Point-per-instance localization data
"""

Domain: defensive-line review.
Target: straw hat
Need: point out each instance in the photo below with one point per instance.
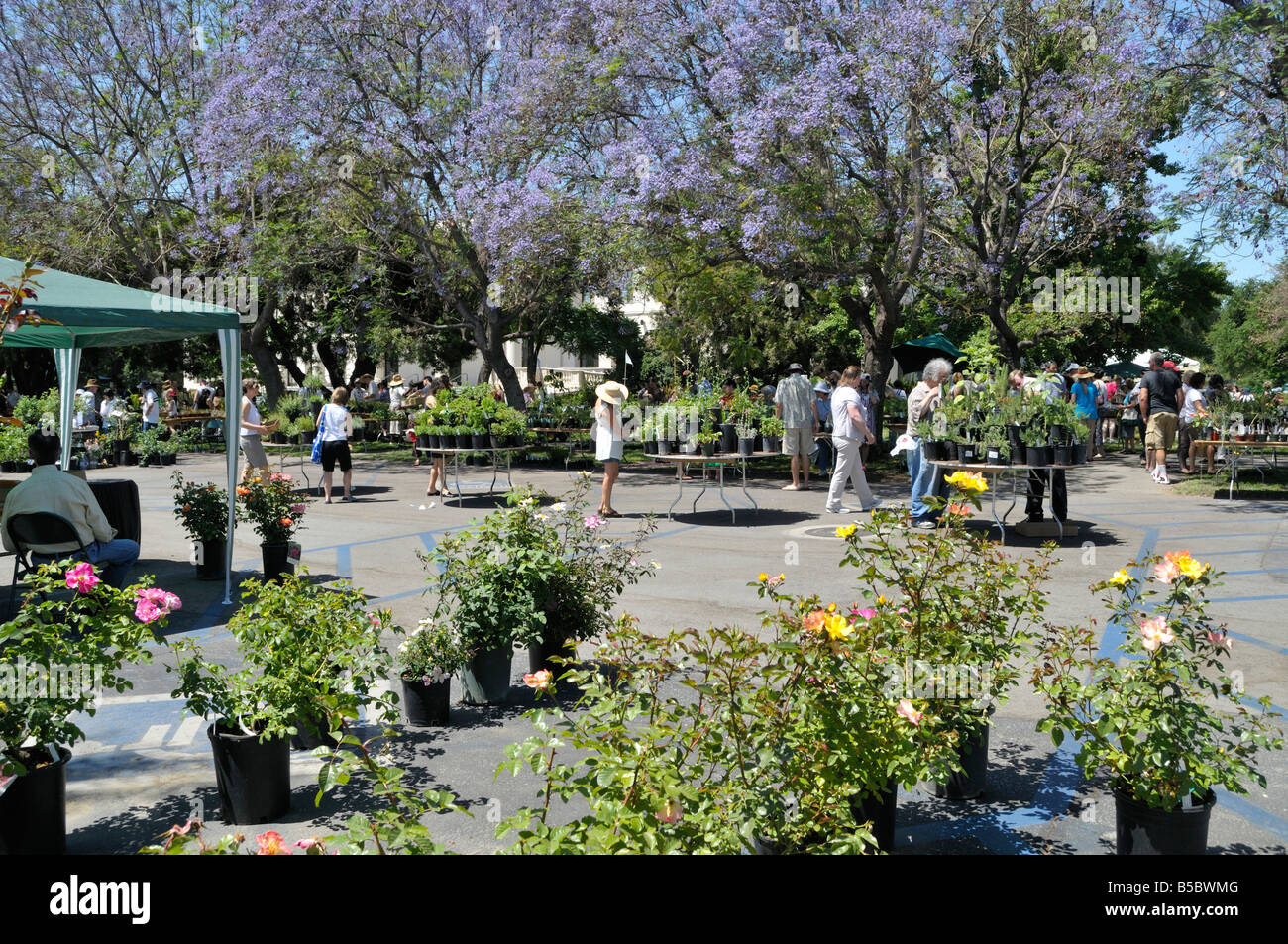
(613, 393)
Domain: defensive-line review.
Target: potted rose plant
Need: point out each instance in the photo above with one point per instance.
(1164, 719)
(202, 510)
(55, 660)
(540, 577)
(426, 661)
(309, 655)
(275, 511)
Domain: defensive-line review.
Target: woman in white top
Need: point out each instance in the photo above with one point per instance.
(608, 439)
(252, 426)
(335, 429)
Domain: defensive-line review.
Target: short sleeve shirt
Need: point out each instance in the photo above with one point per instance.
(1162, 386)
(797, 397)
(841, 423)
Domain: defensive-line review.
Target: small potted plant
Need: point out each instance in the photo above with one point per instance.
(307, 655)
(202, 510)
(59, 655)
(426, 661)
(275, 511)
(707, 441)
(1163, 716)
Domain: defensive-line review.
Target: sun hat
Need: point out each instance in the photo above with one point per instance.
(612, 391)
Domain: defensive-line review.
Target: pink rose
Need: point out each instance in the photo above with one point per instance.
(81, 578)
(910, 712)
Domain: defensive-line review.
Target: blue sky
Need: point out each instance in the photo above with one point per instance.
(1239, 259)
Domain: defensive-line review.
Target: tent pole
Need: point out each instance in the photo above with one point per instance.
(230, 352)
(67, 360)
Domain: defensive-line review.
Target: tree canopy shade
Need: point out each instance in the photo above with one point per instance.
(94, 314)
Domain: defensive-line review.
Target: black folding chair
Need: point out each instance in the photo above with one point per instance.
(39, 528)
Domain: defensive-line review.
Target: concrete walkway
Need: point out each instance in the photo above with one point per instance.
(149, 767)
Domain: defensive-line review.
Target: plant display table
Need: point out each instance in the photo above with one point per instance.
(719, 462)
(1234, 449)
(995, 472)
(497, 455)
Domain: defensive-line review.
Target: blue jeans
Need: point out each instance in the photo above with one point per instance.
(115, 557)
(922, 474)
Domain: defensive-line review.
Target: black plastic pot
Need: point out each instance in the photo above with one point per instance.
(973, 778)
(34, 810)
(1147, 831)
(485, 678)
(211, 565)
(426, 704)
(254, 778)
(553, 643)
(275, 566)
(728, 437)
(879, 810)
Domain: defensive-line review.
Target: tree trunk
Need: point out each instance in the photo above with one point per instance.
(330, 362)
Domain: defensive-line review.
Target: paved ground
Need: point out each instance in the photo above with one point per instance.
(149, 767)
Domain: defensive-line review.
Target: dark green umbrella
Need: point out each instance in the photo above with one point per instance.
(913, 356)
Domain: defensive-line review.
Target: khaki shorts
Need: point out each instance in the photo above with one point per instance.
(798, 441)
(1160, 432)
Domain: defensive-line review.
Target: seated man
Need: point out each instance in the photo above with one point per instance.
(52, 491)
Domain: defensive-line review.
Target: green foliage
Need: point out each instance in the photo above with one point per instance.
(432, 652)
(271, 506)
(309, 655)
(524, 569)
(202, 510)
(1164, 717)
(62, 652)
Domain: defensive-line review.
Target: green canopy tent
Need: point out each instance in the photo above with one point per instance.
(913, 356)
(1124, 368)
(76, 313)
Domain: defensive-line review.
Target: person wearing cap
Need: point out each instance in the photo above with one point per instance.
(608, 439)
(823, 452)
(849, 430)
(868, 400)
(794, 404)
(151, 406)
(1160, 403)
(1085, 406)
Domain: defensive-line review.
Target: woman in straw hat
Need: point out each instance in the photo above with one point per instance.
(608, 438)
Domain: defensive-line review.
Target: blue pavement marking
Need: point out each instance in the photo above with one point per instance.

"""

Scan the records for lines that hold "canopy", and reproduce each one you find.

Task answer ->
Target: tree canopy shade
Target: green canopy tent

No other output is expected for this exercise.